**GIVEN REQUEST:** Turn every line of the entries below into a Markdown table with the columns "Row" and "Line", numbering the rows and skipping blank lines. Leave the pictures out of the answer.

-- start INPUT MATERIAL --

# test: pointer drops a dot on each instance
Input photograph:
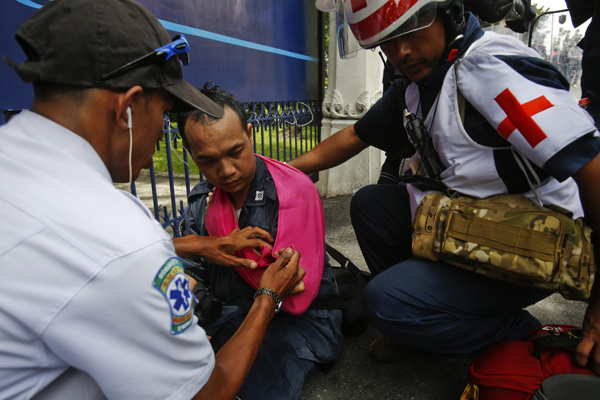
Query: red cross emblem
(358, 5)
(518, 116)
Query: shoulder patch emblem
(174, 285)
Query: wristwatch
(271, 293)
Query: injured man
(244, 192)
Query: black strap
(341, 259)
(335, 303)
(554, 341)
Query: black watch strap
(271, 293)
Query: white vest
(551, 122)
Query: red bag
(518, 369)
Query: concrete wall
(354, 86)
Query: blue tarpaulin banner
(260, 50)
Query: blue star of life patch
(174, 285)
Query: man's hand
(284, 276)
(219, 250)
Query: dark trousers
(431, 306)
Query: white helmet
(372, 22)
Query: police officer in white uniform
(93, 299)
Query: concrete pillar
(354, 85)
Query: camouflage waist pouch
(510, 238)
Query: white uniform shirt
(78, 263)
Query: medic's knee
(373, 298)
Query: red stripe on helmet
(385, 16)
(358, 5)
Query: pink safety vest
(301, 225)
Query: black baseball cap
(77, 42)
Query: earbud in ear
(129, 119)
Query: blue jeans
(431, 306)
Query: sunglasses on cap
(179, 47)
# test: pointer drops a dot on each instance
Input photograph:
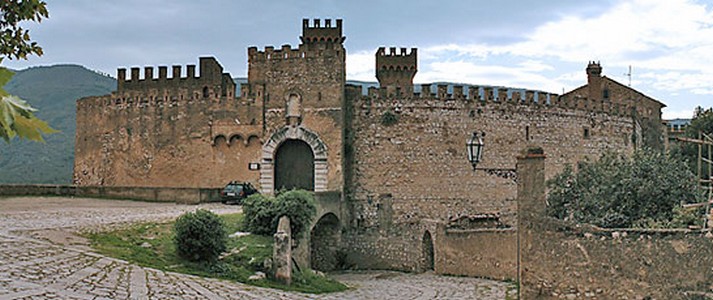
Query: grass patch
(151, 245)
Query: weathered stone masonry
(397, 158)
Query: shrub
(617, 191)
(389, 118)
(299, 206)
(259, 214)
(200, 236)
(262, 213)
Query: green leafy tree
(200, 236)
(16, 116)
(702, 122)
(15, 40)
(262, 213)
(644, 190)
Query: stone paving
(41, 259)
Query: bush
(299, 206)
(259, 214)
(262, 213)
(389, 118)
(200, 236)
(642, 190)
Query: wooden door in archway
(294, 166)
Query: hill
(53, 90)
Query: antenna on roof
(629, 75)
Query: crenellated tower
(316, 34)
(395, 71)
(594, 81)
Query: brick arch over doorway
(319, 149)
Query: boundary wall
(152, 194)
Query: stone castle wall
(420, 166)
(177, 132)
(416, 169)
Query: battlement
(396, 70)
(486, 96)
(316, 33)
(270, 53)
(211, 73)
(396, 61)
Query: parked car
(234, 192)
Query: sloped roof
(619, 84)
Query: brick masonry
(397, 158)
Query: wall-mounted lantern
(474, 148)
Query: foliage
(152, 245)
(702, 122)
(15, 40)
(200, 236)
(259, 214)
(16, 116)
(54, 91)
(299, 206)
(262, 213)
(619, 191)
(389, 118)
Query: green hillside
(53, 90)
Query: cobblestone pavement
(41, 259)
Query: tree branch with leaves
(16, 116)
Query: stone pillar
(531, 203)
(282, 252)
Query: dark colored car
(234, 192)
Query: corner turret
(396, 71)
(594, 80)
(321, 34)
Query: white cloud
(524, 75)
(360, 66)
(668, 42)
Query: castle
(393, 159)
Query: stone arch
(324, 243)
(319, 150)
(234, 139)
(220, 140)
(252, 139)
(427, 249)
(294, 166)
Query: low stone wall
(387, 250)
(489, 253)
(582, 262)
(155, 194)
(560, 260)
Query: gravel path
(41, 258)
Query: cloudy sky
(543, 45)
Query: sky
(539, 45)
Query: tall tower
(594, 80)
(395, 71)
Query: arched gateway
(294, 157)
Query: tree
(644, 190)
(702, 122)
(14, 40)
(16, 116)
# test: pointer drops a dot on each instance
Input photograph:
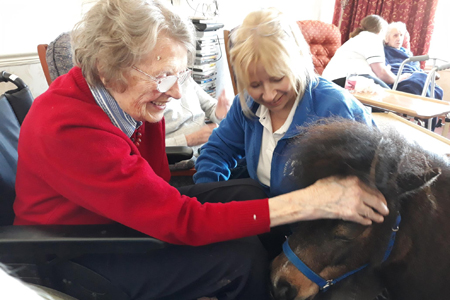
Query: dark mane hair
(337, 146)
(415, 184)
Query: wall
(27, 23)
(33, 22)
(444, 83)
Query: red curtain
(418, 15)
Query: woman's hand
(329, 198)
(223, 106)
(404, 76)
(201, 136)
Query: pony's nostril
(284, 291)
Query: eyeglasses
(166, 83)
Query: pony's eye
(342, 238)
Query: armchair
(323, 40)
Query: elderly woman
(362, 54)
(396, 54)
(91, 151)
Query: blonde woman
(362, 54)
(278, 92)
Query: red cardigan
(76, 167)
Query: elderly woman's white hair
(400, 26)
(267, 36)
(114, 35)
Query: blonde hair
(266, 37)
(371, 23)
(400, 26)
(114, 35)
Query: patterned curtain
(418, 15)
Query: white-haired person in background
(362, 54)
(185, 119)
(395, 54)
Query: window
(440, 41)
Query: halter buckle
(328, 284)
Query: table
(404, 103)
(412, 132)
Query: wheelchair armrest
(178, 153)
(69, 241)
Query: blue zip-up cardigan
(239, 136)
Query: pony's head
(333, 249)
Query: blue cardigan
(239, 136)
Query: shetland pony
(416, 185)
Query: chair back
(42, 49)
(323, 40)
(406, 41)
(56, 58)
(14, 105)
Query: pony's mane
(337, 146)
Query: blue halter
(325, 284)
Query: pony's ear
(413, 182)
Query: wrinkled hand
(404, 76)
(329, 198)
(348, 199)
(223, 105)
(200, 136)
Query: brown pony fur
(414, 182)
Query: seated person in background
(185, 118)
(362, 54)
(80, 163)
(396, 54)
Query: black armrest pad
(178, 153)
(73, 240)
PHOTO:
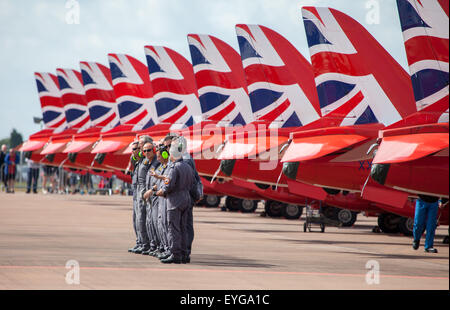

-- end INPUT MATERIAL --

**ANSWER TO THE EXERCISE:**
| Row | Line |
|---|---|
| 1 | # test: pointer drops a dot on each instance |
| 2 | Input photograph: |
| 3 | Query: red cross emblem |
| 4 | (358, 5) |
| 5 | (518, 116) |
| 6 | Query: shoulder patch emblem |
| 7 | (174, 285) |
| 8 | Query: wristwatch |
| 9 | (271, 293) |
| 10 | Query: injured man |
| 11 | (244, 192) |
| 12 | Query: black strap |
| 13 | (341, 259) |
| 14 | (335, 303) |
| 15 | (554, 341) |
| 16 | Query: black watch strap |
| 17 | (271, 293) |
| 18 | Query: white vest |
| 19 | (551, 122) |
| 20 | Query: red bag |
| 21 | (518, 369) |
| 22 | Query: concrete wall |
| 23 | (354, 86) |
| 24 | Query: blue tarpaulin banner |
| 25 | (260, 50) |
| 26 | Query: blue star of life patch |
| 27 | (174, 285) |
| 28 | Query: man's hand |
| 29 | (284, 276) |
| 30 | (219, 250) |
| 31 | Query: dark trousers |
| 32 | (431, 306) |
| 33 | Query: white helmet |
| 34 | (372, 22) |
| 35 | Query: police officer in white uniform |
| 36 | (93, 299) |
| 37 | Query: concrete pillar |
| 38 | (354, 85) |
| 39 | Query: camouflage waist pouch |
| 40 | (510, 238) |
| 41 | Query: white uniform shirt |
| 42 | (78, 263) |
| 43 | Query: medic's knee |
| 44 | (373, 298) |
| 45 | Query: red stripe on helmet |
| 46 | (385, 16) |
| 47 | (358, 5) |
| 48 | Query: pink safety vest |
| 49 | (301, 225) |
| 50 | Query: black baseball cap |
| 51 | (77, 42) |
| 52 | Query: earbud in ear |
| 53 | (129, 119) |
| 54 | Query: blue jeans |
| 55 | (431, 306) |
| 56 | Query: sunglasses on cap |
| 57 | (179, 47) |
| 58 | # test: pointer drops a dot on each instance |
| 59 | Input photograph: |
| 60 | Query: grass patch |
| 61 | (151, 245) |
| 62 | Query: weathered stone masonry |
| 63 | (397, 158) |
| 64 | Query: shrub |
| 65 | (617, 191) |
| 66 | (389, 118) |
| 67 | (299, 206) |
| 68 | (259, 214) |
| 69 | (200, 236) |
| 70 | (262, 213) |
| 71 | Query: green leafy tree |
| 72 | (200, 236) |
| 73 | (16, 116) |
| 74 | (702, 122) |
| 75 | (15, 40) |
| 76 | (262, 213) |
| 77 | (644, 190) |
| 78 | Query: stone paving |
| 79 | (41, 259) |
| 80 | Query: bush |
| 81 | (299, 206) |
| 82 | (259, 214) |
| 83 | (262, 213) |
| 84 | (389, 118) |
| 85 | (200, 236) |
| 86 | (642, 190) |
| 87 | Query: wooden door in archway |
| 88 | (294, 166) |
| 89 | Query: hill |
| 90 | (53, 90) |
| 91 | Query: antenna on roof |
| 92 | (629, 75) |
| 93 | Query: crenellated tower |
| 94 | (316, 34) |
| 95 | (395, 71) |
| 96 | (594, 81) |
| 97 | Query: brick arch over doorway |
| 98 | (319, 149) |
| 99 | Query: boundary wall |
| 100 | (152, 194) |
| 101 | Query: stone castle wall |
| 102 | (420, 166) |
| 103 | (177, 132) |
| 104 | (416, 169) |
| 105 | Query: battlement |
| 106 | (396, 70) |
| 107 | (486, 96) |
| 108 | (316, 33) |
| 109 | (270, 53) |
| 110 | (211, 73) |
| 111 | (396, 61) |
| 112 | Query: parked car |
| 113 | (234, 192) |
| 114 | Query: sloped roof |
| 115 | (619, 84) |
| 116 | Query: brick masonry |
| 117 | (397, 158) |
| 118 | Query: wall-mounted lantern |
| 119 | (474, 148) |
| 120 | Query: foliage |
| 121 | (152, 245) |
| 122 | (702, 122) |
| 123 | (15, 40) |
| 124 | (200, 236) |
| 125 | (259, 214) |
| 126 | (16, 116) |
| 127 | (54, 91) |
| 128 | (299, 206) |
| 129 | (262, 213) |
| 130 | (619, 191) |
| 131 | (389, 118) |
| 132 | Query: green hillside |
| 133 | (53, 90) |
| 134 | Query: cobblestone pavement |
| 135 | (41, 259) |
| 136 | Query: tree branch with leaves |
| 137 | (16, 116) |
| 138 | Query: stone pillar |
| 139 | (531, 203) |
| 140 | (282, 252) |
| 141 | Query: dark colored car |
| 142 | (234, 192) |
| 143 | Query: corner turret |
| 144 | (396, 71) |
| 145 | (594, 80) |
| 146 | (321, 34) |
| 147 | Query: white cloud |
| 148 | (524, 75) |
| 149 | (360, 66) |
| 150 | (668, 42) |
| 151 | Query: castle |
| 152 | (393, 159) |
| 153 | Query: stone arch |
| 154 | (324, 243) |
| 155 | (319, 150) |
| 156 | (234, 139) |
| 157 | (220, 140) |
| 158 | (252, 139) |
| 159 | (427, 249) |
| 160 | (294, 166) |
| 161 | Query: low stone wall |
| 162 | (387, 250) |
| 163 | (489, 253) |
| 164 | (582, 262) |
| 165 | (155, 194) |
| 166 | (560, 260) |
| 167 | Query: gravel path |
| 168 | (41, 258) |
| 169 | Query: cloudy sky |
| 170 | (543, 45) |
| 171 | Query: sky |
| 172 | (539, 45) |
| 173 | Query: tall tower |
| 174 | (594, 80) |
| 175 | (395, 71) |
| 176 | Query: arched gateway |
| 177 | (294, 157) |
| 178 | Query: tree |
| 179 | (644, 190) |
| 180 | (702, 122) |
| 181 | (14, 40) |
| 182 | (16, 116) |
| 183 | # test: pointer drops a dot on each instance |
| 184 | Input photograph: |
| 185 | Query: dark mane hair |
| 186 | (337, 146) |
| 187 | (415, 184) |
| 188 | Query: wall |
| 189 | (27, 23) |
| 190 | (33, 22) |
| 191 | (444, 83) |
| 192 | Query: red curtain |
| 193 | (418, 15) |
| 194 | Query: woman's hand |
| 195 | (329, 198) |
| 196 | (223, 106) |
| 197 | (404, 76) |
| 198 | (201, 136) |
| 199 | Query: pony's nostril |
| 200 | (284, 291) |
| 201 | Query: eyeglasses |
| 202 | (166, 83) |
| 203 | Query: pony's eye |
| 204 | (342, 238) |
| 205 | Query: armchair |
| 206 | (323, 40) |
| 207 | Query: elderly woman |
| 208 | (362, 54) |
| 209 | (396, 54) |
| 210 | (91, 151) |
| 211 | Query: blonde woman |
| 212 | (362, 54) |
| 213 | (278, 92) |
| 214 | Query: red cardigan |
| 215 | (76, 167) |
| 216 | Query: elderly woman's white hair |
| 217 | (400, 26) |
| 218 | (267, 36) |
| 219 | (114, 35) |
| 220 | Query: blonde hair |
| 221 | (266, 37) |
| 222 | (371, 23) |
| 223 | (400, 26) |
| 224 | (114, 35) |
| 225 | Query: patterned curtain |
| 226 | (418, 15) |
| 227 | Query: white-haired person in background |
| 228 | (362, 54) |
| 229 | (185, 119) |
| 230 | (395, 54) |
| 231 | Query: window |
| 232 | (440, 41) |
| 233 | Query: halter buckle |
| 234 | (328, 284) |
| 235 | Query: table |
| 236 | (404, 103) |
| 237 | (412, 132) |
| 238 | Query: wheelchair armrest |
| 239 | (178, 153) |
| 240 | (69, 241) |
| 241 | Query: blue zip-up cardigan |
| 242 | (239, 136) |
| 243 | Query: pony's head |
| 244 | (333, 249) |
| 245 | Query: blue cardigan |
| 246 | (239, 136) |
| 247 | Query: shetland pony |
| 248 | (416, 185) |
| 249 | Query: chair back |
| 250 | (42, 49) |
| 251 | (323, 40) |
| 252 | (406, 41) |
| 253 | (56, 58) |
| 254 | (14, 105) |
| 255 | Query: pony's mane |
| 256 | (337, 146) |
| 257 | Query: blue halter |
| 258 | (325, 284) |
| 259 | Query: pony's ear |
| 260 | (413, 182) |
| 261 | Query: wrinkled hand |
| 262 | (404, 76) |
| 263 | (329, 198) |
| 264 | (348, 199) |
| 265 | (223, 105) |
| 266 | (200, 136) |
| 267 | Query: brown pony fur |
| 268 | (414, 182) |
| 269 | Query: seated person in background |
| 270 | (185, 118) |
| 271 | (362, 54) |
| 272 | (80, 163) |
| 273 | (396, 54) |
| 274 | Query: black armrest pad |
| 275 | (178, 153) |
| 276 | (73, 240) |
| 277 | PHOTO: |